— START SOURCE RECORDS —

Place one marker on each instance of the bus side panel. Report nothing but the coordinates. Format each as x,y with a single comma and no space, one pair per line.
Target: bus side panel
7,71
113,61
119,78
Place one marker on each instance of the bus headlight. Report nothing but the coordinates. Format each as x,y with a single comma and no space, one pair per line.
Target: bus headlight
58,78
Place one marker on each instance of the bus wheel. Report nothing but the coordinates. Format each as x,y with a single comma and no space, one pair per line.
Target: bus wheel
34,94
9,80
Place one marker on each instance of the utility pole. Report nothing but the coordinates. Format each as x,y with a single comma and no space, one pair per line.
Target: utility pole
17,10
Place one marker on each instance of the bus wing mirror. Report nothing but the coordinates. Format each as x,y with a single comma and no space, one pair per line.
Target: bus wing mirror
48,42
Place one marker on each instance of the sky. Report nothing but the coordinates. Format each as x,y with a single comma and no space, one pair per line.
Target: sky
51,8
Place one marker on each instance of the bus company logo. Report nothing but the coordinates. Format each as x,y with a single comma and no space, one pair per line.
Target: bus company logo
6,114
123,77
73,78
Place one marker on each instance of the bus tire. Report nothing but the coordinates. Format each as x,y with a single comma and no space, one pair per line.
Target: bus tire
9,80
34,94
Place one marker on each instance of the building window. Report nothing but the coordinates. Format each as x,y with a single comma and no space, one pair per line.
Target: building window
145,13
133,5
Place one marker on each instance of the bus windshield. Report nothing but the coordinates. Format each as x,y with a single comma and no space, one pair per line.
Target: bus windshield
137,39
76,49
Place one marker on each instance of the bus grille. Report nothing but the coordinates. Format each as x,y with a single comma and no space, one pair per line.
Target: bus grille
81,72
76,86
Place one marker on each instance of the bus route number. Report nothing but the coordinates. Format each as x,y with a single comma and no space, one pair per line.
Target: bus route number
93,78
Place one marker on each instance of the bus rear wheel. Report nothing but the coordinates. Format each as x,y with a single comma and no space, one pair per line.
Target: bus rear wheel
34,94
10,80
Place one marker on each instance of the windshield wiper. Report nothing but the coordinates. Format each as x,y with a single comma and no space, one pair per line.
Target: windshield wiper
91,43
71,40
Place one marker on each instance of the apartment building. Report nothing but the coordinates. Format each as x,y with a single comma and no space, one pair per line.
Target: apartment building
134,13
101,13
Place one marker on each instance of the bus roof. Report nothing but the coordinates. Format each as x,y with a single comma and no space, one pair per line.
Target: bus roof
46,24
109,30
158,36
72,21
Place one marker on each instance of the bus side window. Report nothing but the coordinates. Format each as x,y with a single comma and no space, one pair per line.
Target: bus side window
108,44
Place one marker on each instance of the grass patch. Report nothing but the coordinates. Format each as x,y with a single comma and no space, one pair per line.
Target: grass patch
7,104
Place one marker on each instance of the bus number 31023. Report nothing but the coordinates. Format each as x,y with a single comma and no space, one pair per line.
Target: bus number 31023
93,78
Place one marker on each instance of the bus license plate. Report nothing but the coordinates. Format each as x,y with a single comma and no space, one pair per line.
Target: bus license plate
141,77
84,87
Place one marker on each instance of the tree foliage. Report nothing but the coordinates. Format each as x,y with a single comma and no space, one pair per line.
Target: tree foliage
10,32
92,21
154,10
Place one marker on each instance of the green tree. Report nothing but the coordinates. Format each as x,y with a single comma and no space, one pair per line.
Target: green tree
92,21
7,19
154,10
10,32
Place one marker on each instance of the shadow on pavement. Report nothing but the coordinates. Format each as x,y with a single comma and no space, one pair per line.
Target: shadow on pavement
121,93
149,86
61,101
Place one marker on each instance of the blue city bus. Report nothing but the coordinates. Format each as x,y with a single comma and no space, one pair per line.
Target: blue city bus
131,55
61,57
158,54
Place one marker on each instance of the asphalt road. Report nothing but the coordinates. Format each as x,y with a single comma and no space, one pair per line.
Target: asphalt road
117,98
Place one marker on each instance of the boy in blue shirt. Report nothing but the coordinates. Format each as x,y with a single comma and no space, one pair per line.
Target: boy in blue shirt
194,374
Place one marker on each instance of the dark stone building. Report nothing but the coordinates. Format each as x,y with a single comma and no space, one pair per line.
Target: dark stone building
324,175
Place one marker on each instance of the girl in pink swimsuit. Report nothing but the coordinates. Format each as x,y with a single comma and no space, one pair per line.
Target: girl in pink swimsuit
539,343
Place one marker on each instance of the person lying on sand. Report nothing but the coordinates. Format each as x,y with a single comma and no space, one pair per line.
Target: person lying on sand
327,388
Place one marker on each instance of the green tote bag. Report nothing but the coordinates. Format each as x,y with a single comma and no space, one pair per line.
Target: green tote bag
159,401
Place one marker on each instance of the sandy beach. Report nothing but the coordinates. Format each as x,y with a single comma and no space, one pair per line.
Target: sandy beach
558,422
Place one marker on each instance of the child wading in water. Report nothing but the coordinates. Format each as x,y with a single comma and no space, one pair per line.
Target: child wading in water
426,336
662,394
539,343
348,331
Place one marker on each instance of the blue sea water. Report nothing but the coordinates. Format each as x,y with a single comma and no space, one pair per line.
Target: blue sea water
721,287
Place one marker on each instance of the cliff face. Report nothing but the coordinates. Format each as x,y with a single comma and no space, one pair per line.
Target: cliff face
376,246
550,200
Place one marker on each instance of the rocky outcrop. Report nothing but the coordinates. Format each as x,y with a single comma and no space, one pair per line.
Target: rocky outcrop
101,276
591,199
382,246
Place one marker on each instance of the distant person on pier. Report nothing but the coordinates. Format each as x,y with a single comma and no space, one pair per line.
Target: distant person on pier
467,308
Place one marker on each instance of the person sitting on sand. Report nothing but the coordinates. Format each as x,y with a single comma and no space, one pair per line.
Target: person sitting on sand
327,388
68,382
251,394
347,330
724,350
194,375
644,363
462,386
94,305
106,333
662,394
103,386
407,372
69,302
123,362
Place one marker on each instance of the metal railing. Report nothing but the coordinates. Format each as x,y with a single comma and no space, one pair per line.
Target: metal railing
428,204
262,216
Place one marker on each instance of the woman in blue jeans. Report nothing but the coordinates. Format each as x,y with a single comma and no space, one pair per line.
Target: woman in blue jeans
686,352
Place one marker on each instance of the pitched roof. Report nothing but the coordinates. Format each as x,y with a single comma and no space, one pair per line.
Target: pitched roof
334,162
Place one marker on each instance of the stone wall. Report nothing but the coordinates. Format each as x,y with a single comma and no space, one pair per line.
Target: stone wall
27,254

— END SOURCE RECORDS —

§ **WHAT IS BEING ASKED**: Give back all of the records above word for word and line for line, with nothing added, dropped, or changed.

§ **RESPONSE TO THIS EXERCISE**:
Place one marker on each instance of the bus side panel. Report nothing but the coordinates. Format each as x,y with a single comma and no space, one pair per line.
Target: bus side panel
7,71
113,61
119,78
Place one marker on each instance of the bus headlight. Report nothing but the coordinates. Format each as x,y with a single comma and no space, one pair per line.
Target: bus headlight
58,78
Place one marker on each instance of the bus wheel. Report nothing but the coordinates. Format each as x,y with a single comma and no space, one pair per line.
Target: bus wheel
34,94
9,80
Place one marker on each instance of the utility pole. Report nothing but the coordinates. Format each as x,y with a single comma and no space, one pair per line.
Target: utility pole
17,10
Place one marker on each instance of the bus wing mirror. Report nothing but the coordinates. Format each as x,y with a single comma and no space, one pair per line.
Target: bus wing mirror
48,42
Place one marker on each instance of the sky. Report nothing but the coordinates. Format each as x,y with a single comma and no space, one pair per line.
Target: sky
51,8
Place one marker on each instance of the bus company logo. Report nothing but the coordinates. Format each as x,y with a single comma and no space, one pair per line.
Target: bus company logo
6,114
123,77
73,78
Place one marker on each instance of the bus tire. Report nothing but the coordinates. Format each as x,y with a single comma and no space, one pair per line.
Target: bus tire
9,80
34,94
Place one marker on each instance of the building window. Report nothing but the coordinates. Format each as x,y with a single comma and no space, one pair per line.
Target: building window
145,13
133,5
Place one marker on each instance of the bus windshield. Report nothing but the coordinates. Format each as x,y with a single comma and no space, one pair per line.
Target: bus windshield
137,39
76,49
Place one marker on each instance of the bus grille. Report nothing but the coordinates. Format each as x,y with a single comma and no space, one pair per line.
Target: bus grille
81,72
76,86
Place one marker on each instance of the bus route number. Report nothing but the coordinates. Format each as x,y with a single comma and no space, one pair per line.
Target: bus route number
93,78
Place one marker on each instance of the bus rear wheel. Report nothing but the coordinates. Format each as x,y with a single comma and no space, one pair per line.
Target: bus rear wheel
34,94
10,80
Place one marker on each instance of the windshield wiper. Report nothing but the coordinates. Format each as x,y with a single comma and no space, one pair per line.
Target: windshield wiper
91,43
71,40
Place one marker on each instance of the apartment building. Report nothing but the coordinates. Format each as x,y with a single comma and no space, one pair per line.
Target: apartment building
134,13
101,13
Place one marker on each instance of the bus roof. Report nothing but the coordinates. Format each as x,y with a single comma and no space, one pair per line.
Target: bus roof
46,24
109,30
158,36
72,21
Place one marker on each instance of the bus side window. Report nothing but the coordinates. Format each as x,y with a single comma and no space, one pair per line.
Target: bus side window
108,44
Place one marker on each instance of the grass patch. Report nothing but the coordinates. Format each as x,y with a single comma and no space, one pair per line.
Target: grass patch
7,104
Place one marker on each instance of the bus number 31023. Report nothing but the coordinates. Format each as x,y with a single comma and no space, one pair per line.
Target: bus number 31023
93,78
Place one marker on each instance of the bus license plate. Report nothing but the coordinates. Format each as x,y with a single comma and no space, one pair per line.
Target: bus license plate
141,77
84,87
Place one marker on each instance of the tree foliage. Report nothing but the coordinates. Format each as x,y with a single comma and no space, one pair per line.
Target: tree foliage
10,32
92,21
154,10
Place one marker on each instance of the green tree. Report nothing but the coordinates. Format each as x,y with a single comma and no space, one pair per line.
Target: green tree
92,21
7,19
154,10
10,32
Place one marker on each instance of the shadow on pavement. Report nothing but the coordinates. Format each as x,y with a single comma and no space, one pair per line.
Target: shadow on pavement
121,93
149,86
61,101
Place one marker on each instance of the blue city bus. Report nothing but the coordinates. Format each as x,y with a single comma and no space, one pair per line.
Target: blue city bus
131,55
61,57
158,54
Place one marker on each instance of the asphalt road. Report nothing but the coordinates. Format each as x,y with a single comma and no space, one pair per line.
Target: asphalt road
117,98
Place one marker on each instance of the boy in blue shirt. Report nothing but the coordinates. Format each as x,y with a single comma and no space, one pair per line.
Target: boy in blue shirt
194,374
Place one marker on each instance of the dark stone building. Report nothing but the coordinates. Format each as x,y with a single comma and no space, one pair per line.
Target: dark stone building
324,175
Place one marker on each instance of the girl in pink swimsuit. Report nothing but the coordinates. Format each as x,y with a single comma and no space, one pair per line.
Target: girl in pink swimsuit
539,343
Place one marker on each instance of the person lying on sand. Report nothing but the coordinates. Format each as x,y with a single comma and no space, one pair per line.
Target: person lying on sand
327,388
Place one marker on each instance of the green tote bag. Report nothing but the coordinates. Format each as x,y with a single comma and no space, one pair per line.
Target: green tote bag
159,401
Place one marker on each instance of the sandy beach. Report nothing but the coordinates. Format each as x,y with a single comma and no space, one pair per line.
Target: sandy beach
558,422
Place one marker on each instance of the child wading in water. Report nothing but the coordinates. Format each as x,y with a single comma and no space, one pair per line.
Target: child wading in water
426,336
662,394
539,343
348,331
Place one marker on each instance of the blue sea water. Report nothing but the coordinates. Format each as x,y with a single comma and no space, one pair per line.
Target: blue sea water
721,287
Place one marker on each instance of the cliff face. Report nothing but the coordinates. Format each as x,y with a single comma and no space, one pair per line.
Target: cliff face
376,246
550,200
Place one marker on each instance of the rocky outcrop. Report nothing but the coordinates. Format each as x,y with a single comma and no space, one pair per line.
Target: rocky outcrop
101,276
591,199
382,246
Place one marker on each instance of the distant person on pier. Report nothing but the coordinates. Format each as x,y with a single comma and no space, one pair per line.
Target: distant person on pier
467,308
Place one marker on each instance of the person sitting on sand. Report nothing but the coordinates. Format each as x,y with a single comma and no space, one pair per line.
Target: person sitting on sand
327,388
68,382
251,394
347,330
724,350
194,375
644,363
462,386
94,305
106,333
662,394
103,386
407,372
69,302
123,362
Place one marker on each instance of the metal railing. Report nothing but the coordinates. Format each as x,y with a single comma and no space, one pair per line.
Target: metal railing
428,204
262,216
Place one marker on each instance of the woman in blue jeans. Report nothing but the coordinates. Format each as x,y with a single comma and no space, one pair per line.
Target: woman in blue jeans
686,352
Place one marker on each instance of the pitched roof. Report nothing but the coordinates. Format each as x,y with a single comma and no space, one pair per line.
Target: pitched roof
334,162
Place one marker on each instance of the stone wall. Report nothing but the coordinates. Format each as x,y with a single comma and no space, one pair per line.
Target: stone wall
27,254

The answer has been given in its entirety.